━━━━━ Dataset entries
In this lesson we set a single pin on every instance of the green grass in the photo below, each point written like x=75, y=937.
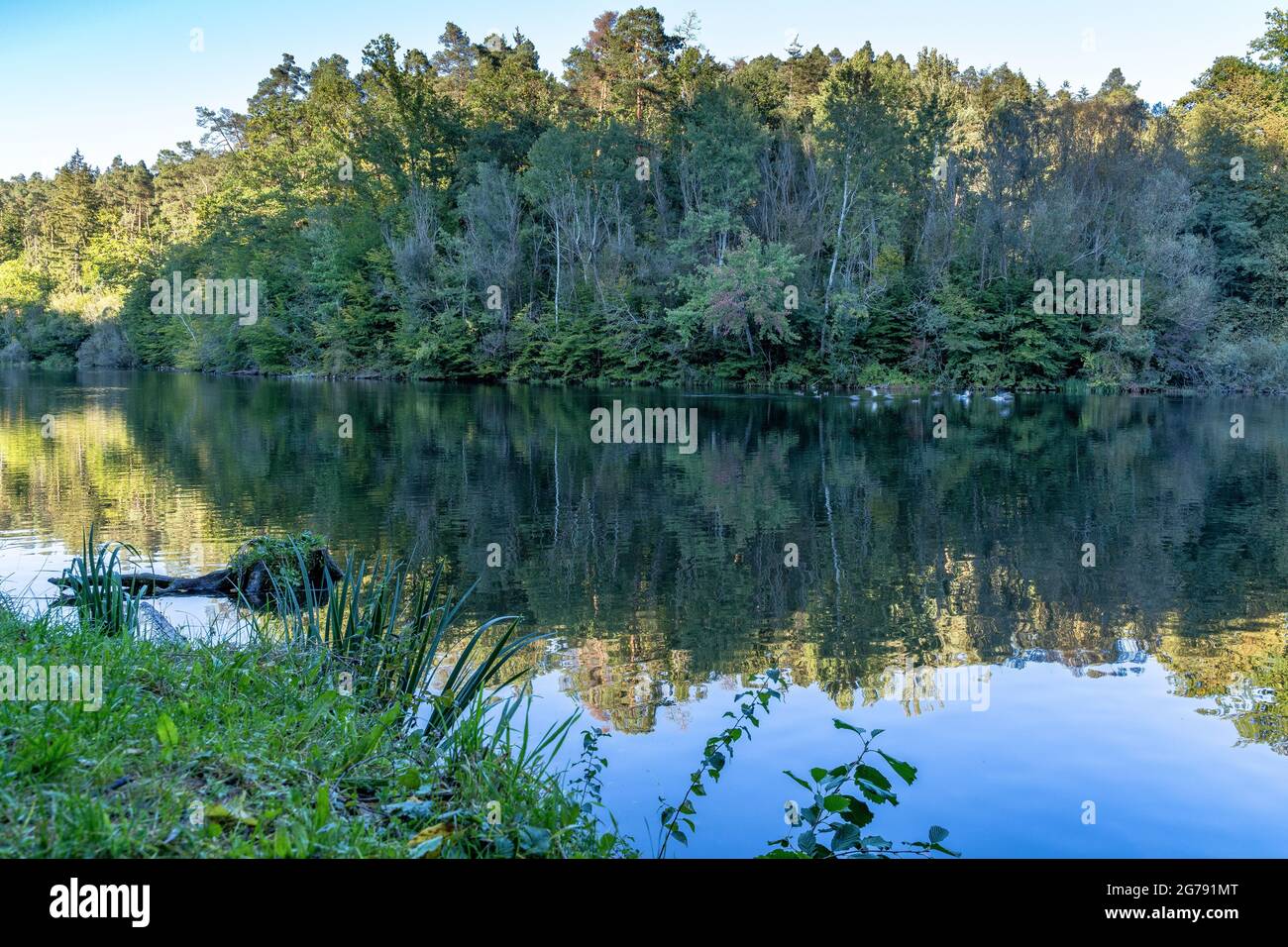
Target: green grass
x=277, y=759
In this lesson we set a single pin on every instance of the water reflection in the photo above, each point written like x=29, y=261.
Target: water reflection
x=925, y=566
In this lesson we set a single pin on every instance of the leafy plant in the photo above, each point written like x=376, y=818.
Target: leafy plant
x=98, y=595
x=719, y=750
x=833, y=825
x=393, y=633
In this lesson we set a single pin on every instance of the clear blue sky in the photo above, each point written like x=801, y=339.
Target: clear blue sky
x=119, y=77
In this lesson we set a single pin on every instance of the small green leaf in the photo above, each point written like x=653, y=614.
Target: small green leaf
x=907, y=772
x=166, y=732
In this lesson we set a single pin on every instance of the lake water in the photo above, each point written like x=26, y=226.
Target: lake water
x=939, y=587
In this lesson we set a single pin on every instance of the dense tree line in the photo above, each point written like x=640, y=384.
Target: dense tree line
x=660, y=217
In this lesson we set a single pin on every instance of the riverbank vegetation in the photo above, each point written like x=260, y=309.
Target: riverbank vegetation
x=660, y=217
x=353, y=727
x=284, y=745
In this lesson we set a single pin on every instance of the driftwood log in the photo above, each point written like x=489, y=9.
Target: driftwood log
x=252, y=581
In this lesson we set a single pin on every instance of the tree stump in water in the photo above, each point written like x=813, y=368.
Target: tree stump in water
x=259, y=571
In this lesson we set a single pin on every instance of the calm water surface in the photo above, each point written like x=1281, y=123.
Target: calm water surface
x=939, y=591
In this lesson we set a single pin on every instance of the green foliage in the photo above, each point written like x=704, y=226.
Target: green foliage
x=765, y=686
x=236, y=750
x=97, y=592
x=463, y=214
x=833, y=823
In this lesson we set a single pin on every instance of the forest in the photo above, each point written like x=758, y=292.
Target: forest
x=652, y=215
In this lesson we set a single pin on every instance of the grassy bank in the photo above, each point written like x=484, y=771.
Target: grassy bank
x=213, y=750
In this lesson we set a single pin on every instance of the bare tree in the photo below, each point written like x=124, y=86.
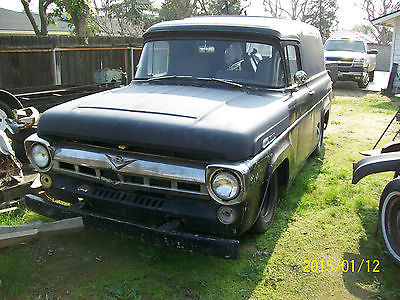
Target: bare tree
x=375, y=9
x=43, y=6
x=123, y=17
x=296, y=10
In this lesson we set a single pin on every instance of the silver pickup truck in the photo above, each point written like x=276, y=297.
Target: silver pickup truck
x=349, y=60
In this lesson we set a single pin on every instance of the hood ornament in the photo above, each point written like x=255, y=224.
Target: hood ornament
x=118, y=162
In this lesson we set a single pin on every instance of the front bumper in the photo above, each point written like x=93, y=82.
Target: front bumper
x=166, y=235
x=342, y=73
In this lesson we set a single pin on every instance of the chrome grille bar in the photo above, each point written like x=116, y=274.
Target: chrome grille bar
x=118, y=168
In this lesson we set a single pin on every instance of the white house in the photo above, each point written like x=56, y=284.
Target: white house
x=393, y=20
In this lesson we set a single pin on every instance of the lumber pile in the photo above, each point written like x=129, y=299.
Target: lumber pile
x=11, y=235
━━━━━━━━━━
* **Set task**
Rewrite all the entries above as a two-column CSV with the header text,answer and one row per entry. Put each entry's wording in the text column and its points in the answer column, each in a single quoted field with line breaks replaced by spaces, and leave out the picture lines.

* **Final result**
text,answer
"In this lesson we set a single pin on every instance of the green grass in the photo below, each point written like x=75, y=937. Target: green grass","x=277, y=759"
"In this lesson we set a single pin on every instance of the water reflection in the photo above, each point written like x=29, y=261. Target: water reflection","x=925, y=566"
"In this lesson we set a single pin on every instance of the leafy plant in the photo above, each point written like x=376, y=818. Target: leafy plant","x=98, y=595 x=719, y=750 x=833, y=825 x=393, y=633"
"In this lesson we set a single pin on every instance of the clear blue sky in the photo above, each point written like x=801, y=339. Target: clear blue sky","x=119, y=77"
"In this lesson we set a single pin on every instance of the small green leaf in the photo above, each point written like x=653, y=614. Target: small green leaf","x=907, y=772 x=166, y=732"
"In this lesson we set a single pin on every instance of the lake water in the photo above, each point written like x=26, y=226. Target: lake water","x=939, y=587"
"In this lesson we set a single pin on every instance of the dense tree line in the photo above, each point written like x=640, y=384. Target: dense tree line","x=660, y=217"
"In this lesson we set a single pin on every instance of the riverbank vegetation in the photo above, each point written like x=260, y=309. Target: riverbank vegetation","x=660, y=217 x=353, y=727 x=284, y=745"
"In this lesson we set a single pin on every instance of the driftwood log in the photo above, each point written like x=489, y=9. Target: driftwood log","x=252, y=581"
"In this lesson we set a single pin on every instance of the tree stump in water in the photo above, each point written like x=813, y=368. Target: tree stump in water","x=259, y=571"
"In this lesson we set a single pin on every instance of the calm water surface in the photo above, each point written like x=1281, y=123. Target: calm water surface","x=939, y=591"
"In this lesson we set a single pin on every instance of the green foliage in the photo above, each point written like x=704, y=226. Target: green foliage","x=765, y=686 x=236, y=750 x=97, y=592 x=463, y=214 x=833, y=823"
"In this lesson we set a single pin on every instance of the forest in the photo above, each point written like x=758, y=292. Target: forest","x=652, y=215"
"In this lesson we set a single pin on every instance of the grassy bank in the photo above, each point written like x=484, y=771. Target: grassy bank","x=213, y=750"
"In this lesson we set a single pin on every instance of the bare tree in the photo below, each point written like x=124, y=86. Target: bare tree","x=375, y=9 x=43, y=6 x=123, y=17 x=296, y=10"
"In this lesson we set a single pin on every instance of the silver pickup truck in the photo above, each point written like x=276, y=297. Target: silver pickup truck","x=349, y=60"
"In this lesson we set a single pin on every instance of the hood ornament in the photo above, each point written like x=255, y=224. Target: hood ornament","x=118, y=162"
"In this lesson we set a single pin on every instance of the front bumper in the photo above, each point written like x=93, y=82. Target: front bumper","x=166, y=235 x=342, y=73"
"In this lesson we set a single pin on every instance of the chrome grille bar in the photo above, each point written like x=116, y=274. Target: chrome grille bar","x=118, y=168"
"In this lesson we set a single pin on every instance of the white house in the photo above, each point written like x=56, y=284. Target: white house","x=393, y=20"
"In this lesson we set a single pin on every instance of the lumber pile in the photo above, each point written like x=129, y=299. Target: lumber pile","x=11, y=235"